## THE TASK
Render the data below as a Markdown table with the columns Row and Line, numbering each non-blank line in order and skipping blank ones.

[Shape boundary data]

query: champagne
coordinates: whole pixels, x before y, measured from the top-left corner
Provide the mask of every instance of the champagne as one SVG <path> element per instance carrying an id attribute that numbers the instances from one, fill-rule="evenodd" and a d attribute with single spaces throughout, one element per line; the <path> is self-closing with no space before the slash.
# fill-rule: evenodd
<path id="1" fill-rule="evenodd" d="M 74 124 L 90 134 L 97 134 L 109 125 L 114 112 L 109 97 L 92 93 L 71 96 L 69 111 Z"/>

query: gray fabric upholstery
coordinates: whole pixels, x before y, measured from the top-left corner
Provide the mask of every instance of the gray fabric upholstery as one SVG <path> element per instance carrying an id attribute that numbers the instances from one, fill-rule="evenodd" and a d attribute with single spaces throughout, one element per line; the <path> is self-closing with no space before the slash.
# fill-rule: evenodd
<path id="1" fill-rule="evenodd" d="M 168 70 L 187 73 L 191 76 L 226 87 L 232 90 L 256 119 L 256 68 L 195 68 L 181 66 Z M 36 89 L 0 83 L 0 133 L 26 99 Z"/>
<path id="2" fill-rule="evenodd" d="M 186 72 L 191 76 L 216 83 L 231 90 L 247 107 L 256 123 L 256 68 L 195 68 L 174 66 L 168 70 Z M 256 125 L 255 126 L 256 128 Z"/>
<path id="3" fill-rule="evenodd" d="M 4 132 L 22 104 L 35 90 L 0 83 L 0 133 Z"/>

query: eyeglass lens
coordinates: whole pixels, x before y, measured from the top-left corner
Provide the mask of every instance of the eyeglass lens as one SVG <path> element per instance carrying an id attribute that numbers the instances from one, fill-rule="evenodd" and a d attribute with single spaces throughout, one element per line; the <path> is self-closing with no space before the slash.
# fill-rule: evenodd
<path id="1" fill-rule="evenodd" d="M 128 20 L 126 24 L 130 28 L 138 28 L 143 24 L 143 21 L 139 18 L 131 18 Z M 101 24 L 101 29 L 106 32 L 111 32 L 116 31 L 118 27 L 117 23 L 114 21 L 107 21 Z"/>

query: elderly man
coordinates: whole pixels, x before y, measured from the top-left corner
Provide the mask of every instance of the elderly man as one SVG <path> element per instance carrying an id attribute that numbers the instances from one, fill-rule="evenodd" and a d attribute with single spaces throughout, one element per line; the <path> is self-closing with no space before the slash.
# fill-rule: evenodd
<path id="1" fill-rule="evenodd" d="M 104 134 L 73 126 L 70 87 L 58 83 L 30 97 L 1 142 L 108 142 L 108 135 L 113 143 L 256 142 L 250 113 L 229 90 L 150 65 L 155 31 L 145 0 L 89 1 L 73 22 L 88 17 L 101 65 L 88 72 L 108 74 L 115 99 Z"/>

## SOLUTION FOR THIS PROBLEM
| Row | Line |
|---|---|
| 1 | query: champagne |
| 2 | coordinates: whole pixels, x before y, measured from the top-left corner |
| 3 | Provide the mask of every instance of the champagne as one SVG <path> element per instance carrying an id attribute that numbers the instances from one, fill-rule="evenodd" and a d attribute with single spaces throughout, one element per line; the <path> is self-closing with no space before the slash. |
| 4 | # fill-rule: evenodd |
| 5 | <path id="1" fill-rule="evenodd" d="M 74 124 L 90 134 L 97 134 L 109 125 L 114 112 L 109 97 L 92 93 L 71 96 L 69 111 Z"/> |
| 6 | query: gray fabric upholstery |
| 7 | coordinates: whole pixels, x before y, measured from the top-left corner |
| 8 | Provide the mask of every instance of the gray fabric upholstery as one SVG <path> element per instance carrying an id attribute that numbers the instances from one, fill-rule="evenodd" and a d attribute with single spaces throughout, one element per line; the <path> is self-closing with no space before the slash. |
| 9 | # fill-rule: evenodd |
| 10 | <path id="1" fill-rule="evenodd" d="M 168 70 L 187 73 L 191 76 L 226 87 L 232 90 L 256 119 L 256 68 L 195 68 L 181 66 Z M 36 89 L 0 83 L 0 133 L 26 99 Z"/> |
| 11 | <path id="2" fill-rule="evenodd" d="M 186 72 L 191 76 L 216 83 L 231 90 L 247 107 L 256 123 L 256 68 L 195 68 L 174 66 L 168 70 Z M 256 125 L 255 126 L 256 128 Z"/> |
| 12 | <path id="3" fill-rule="evenodd" d="M 4 132 L 22 104 L 35 90 L 0 83 L 0 133 Z"/> |
| 13 | query: eyeglass lens |
| 14 | coordinates: whole pixels, x before y, measured from the top-left corner |
| 15 | Provide the mask of every instance of the eyeglass lens as one SVG <path> element per instance carrying an id attribute that numbers the instances from one, fill-rule="evenodd" and a d attribute with single spaces throughout, one element per line; the <path> is self-closing with no space before the slash. |
| 16 | # fill-rule: evenodd |
| 17 | <path id="1" fill-rule="evenodd" d="M 128 20 L 126 24 L 130 28 L 138 28 L 143 24 L 143 21 L 139 18 L 131 18 Z M 101 24 L 101 29 L 106 32 L 111 32 L 116 31 L 118 27 L 117 23 L 114 21 L 107 21 Z"/> |
| 18 | query: elderly man |
| 19 | coordinates: whole pixels, x before y, measured from the top-left corner |
| 20 | Provide the mask of every instance of the elderly man as one SVG <path> element per instance carrying an id attribute that numbers the instances from one, fill-rule="evenodd" and a d attribute with single spaces throughout, one element per line; the <path> is self-closing with no space before the slash. |
| 21 | # fill-rule: evenodd |
| 22 | <path id="1" fill-rule="evenodd" d="M 104 134 L 73 126 L 70 87 L 58 83 L 30 97 L 1 142 L 108 142 L 108 135 L 113 143 L 256 142 L 250 113 L 229 90 L 150 65 L 155 31 L 145 0 L 89 1 L 73 22 L 88 17 L 101 65 L 88 72 L 108 74 L 115 99 Z"/> |